EXERCISE PROMPT
Count up the lines in the listing below that hold "hillside", and answer with the total alone.

RECORDS SHOWN
☆ ☆ ☆ ☆

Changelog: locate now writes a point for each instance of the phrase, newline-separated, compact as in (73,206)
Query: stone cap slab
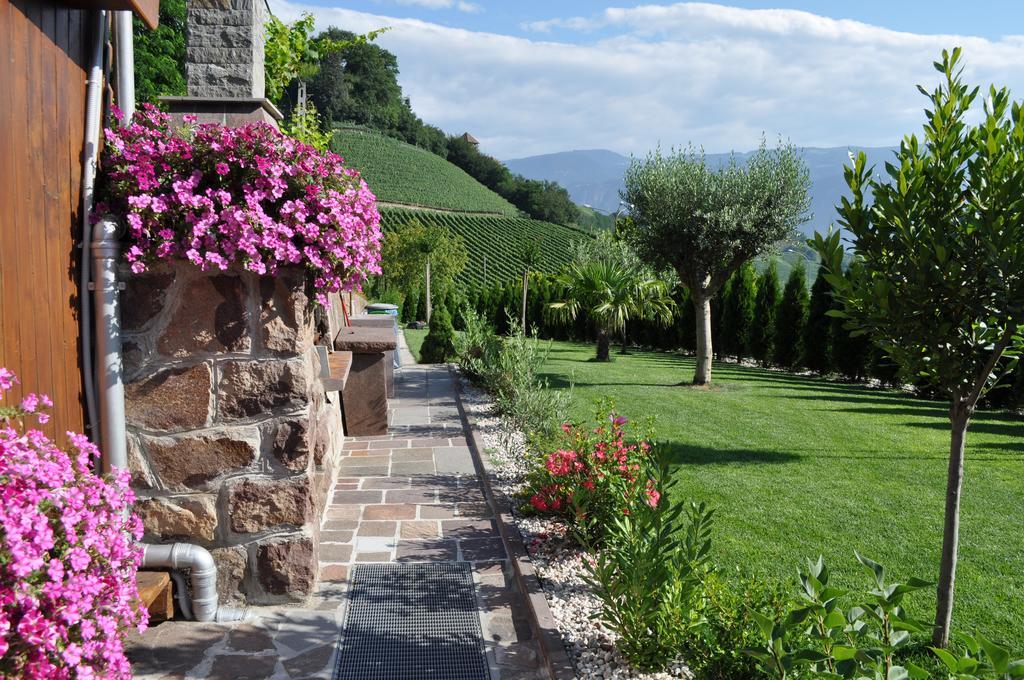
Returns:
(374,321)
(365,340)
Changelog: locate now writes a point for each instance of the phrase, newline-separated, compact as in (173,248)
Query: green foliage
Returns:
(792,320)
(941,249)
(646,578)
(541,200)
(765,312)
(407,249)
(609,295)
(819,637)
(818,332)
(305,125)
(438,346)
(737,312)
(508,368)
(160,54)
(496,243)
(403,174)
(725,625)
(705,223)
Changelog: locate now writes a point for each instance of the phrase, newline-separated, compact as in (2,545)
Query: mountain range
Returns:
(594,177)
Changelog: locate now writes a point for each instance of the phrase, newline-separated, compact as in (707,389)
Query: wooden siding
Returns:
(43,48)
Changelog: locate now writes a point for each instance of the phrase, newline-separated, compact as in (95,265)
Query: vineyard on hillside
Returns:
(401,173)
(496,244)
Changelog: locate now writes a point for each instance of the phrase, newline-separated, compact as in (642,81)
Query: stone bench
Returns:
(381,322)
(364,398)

☆ ☆ ☆ ☆

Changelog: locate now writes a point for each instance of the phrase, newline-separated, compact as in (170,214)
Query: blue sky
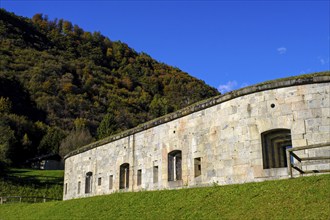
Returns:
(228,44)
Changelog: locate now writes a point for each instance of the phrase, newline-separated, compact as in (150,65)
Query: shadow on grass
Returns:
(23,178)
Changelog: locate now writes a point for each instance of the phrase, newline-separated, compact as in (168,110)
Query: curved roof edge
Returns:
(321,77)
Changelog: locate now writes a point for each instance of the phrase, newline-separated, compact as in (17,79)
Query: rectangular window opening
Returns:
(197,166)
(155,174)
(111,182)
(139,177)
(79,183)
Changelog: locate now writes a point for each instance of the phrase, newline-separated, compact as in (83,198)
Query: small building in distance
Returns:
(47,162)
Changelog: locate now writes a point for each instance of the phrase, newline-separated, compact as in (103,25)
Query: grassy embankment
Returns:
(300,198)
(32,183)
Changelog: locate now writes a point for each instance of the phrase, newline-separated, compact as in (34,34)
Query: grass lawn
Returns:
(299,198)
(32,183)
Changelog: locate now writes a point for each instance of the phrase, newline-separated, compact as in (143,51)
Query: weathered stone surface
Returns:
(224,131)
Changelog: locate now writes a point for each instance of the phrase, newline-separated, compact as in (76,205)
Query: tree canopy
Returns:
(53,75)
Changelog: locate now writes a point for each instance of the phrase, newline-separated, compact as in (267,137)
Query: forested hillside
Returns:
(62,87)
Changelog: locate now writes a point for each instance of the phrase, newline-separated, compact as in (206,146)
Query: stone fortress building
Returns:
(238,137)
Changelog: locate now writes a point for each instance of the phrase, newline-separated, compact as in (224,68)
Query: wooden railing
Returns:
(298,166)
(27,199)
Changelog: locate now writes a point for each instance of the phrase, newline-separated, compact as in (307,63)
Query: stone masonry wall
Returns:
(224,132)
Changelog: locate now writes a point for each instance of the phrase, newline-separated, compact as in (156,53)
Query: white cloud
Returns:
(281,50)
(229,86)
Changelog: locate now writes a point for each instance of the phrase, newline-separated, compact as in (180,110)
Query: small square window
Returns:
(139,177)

☆ ☆ ☆ ☆

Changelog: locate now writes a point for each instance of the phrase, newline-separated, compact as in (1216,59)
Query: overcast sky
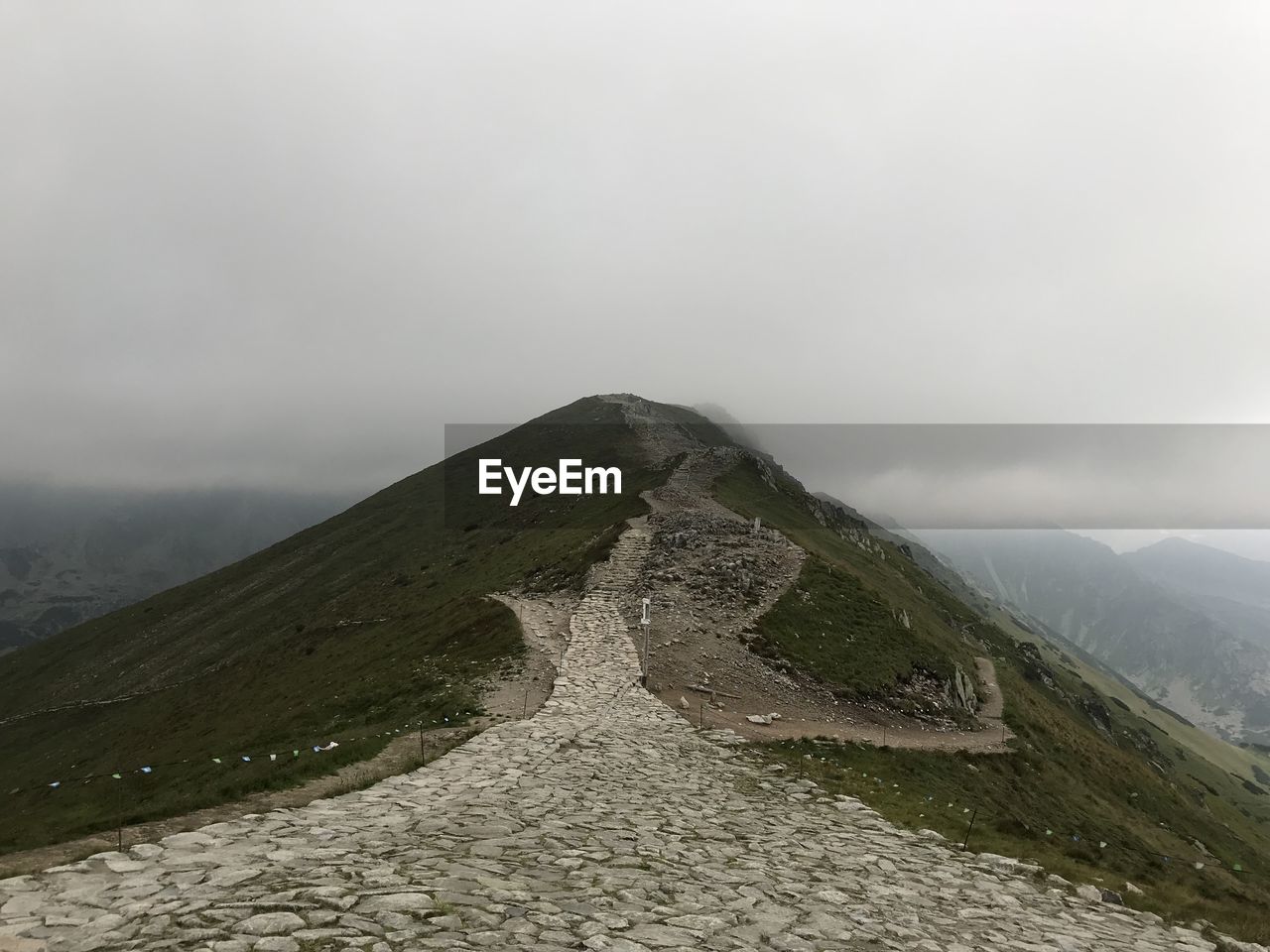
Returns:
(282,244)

☆ ☆ ☆ ☆

SOLUTION FOR THIS TASK
2